◆ WORK REQUEST:
Each line below that holds the word "stone" counts once; state the total number of such lines and nothing else.

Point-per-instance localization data
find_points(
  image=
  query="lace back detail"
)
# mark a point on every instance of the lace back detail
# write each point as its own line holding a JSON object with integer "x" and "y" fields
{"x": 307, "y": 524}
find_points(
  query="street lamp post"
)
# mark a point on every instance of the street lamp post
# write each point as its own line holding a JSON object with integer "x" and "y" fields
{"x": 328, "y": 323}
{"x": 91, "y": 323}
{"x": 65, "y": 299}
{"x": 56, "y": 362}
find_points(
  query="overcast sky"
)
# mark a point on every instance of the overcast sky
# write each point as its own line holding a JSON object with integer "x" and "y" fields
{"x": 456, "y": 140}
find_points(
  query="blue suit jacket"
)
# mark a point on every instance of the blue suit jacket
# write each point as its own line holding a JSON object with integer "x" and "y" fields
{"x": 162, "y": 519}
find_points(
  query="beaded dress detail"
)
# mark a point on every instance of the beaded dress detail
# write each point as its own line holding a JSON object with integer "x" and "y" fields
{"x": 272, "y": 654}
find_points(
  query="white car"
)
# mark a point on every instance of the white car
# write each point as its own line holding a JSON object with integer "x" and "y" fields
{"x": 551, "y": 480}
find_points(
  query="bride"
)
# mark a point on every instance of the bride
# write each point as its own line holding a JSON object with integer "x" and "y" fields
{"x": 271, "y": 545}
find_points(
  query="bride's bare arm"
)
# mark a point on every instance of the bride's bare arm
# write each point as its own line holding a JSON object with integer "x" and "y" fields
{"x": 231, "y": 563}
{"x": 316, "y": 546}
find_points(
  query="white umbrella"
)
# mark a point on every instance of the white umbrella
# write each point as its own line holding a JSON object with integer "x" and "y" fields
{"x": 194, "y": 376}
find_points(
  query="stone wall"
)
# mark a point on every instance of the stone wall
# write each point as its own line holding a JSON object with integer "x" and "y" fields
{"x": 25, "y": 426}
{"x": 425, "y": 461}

◆ REPLY:
2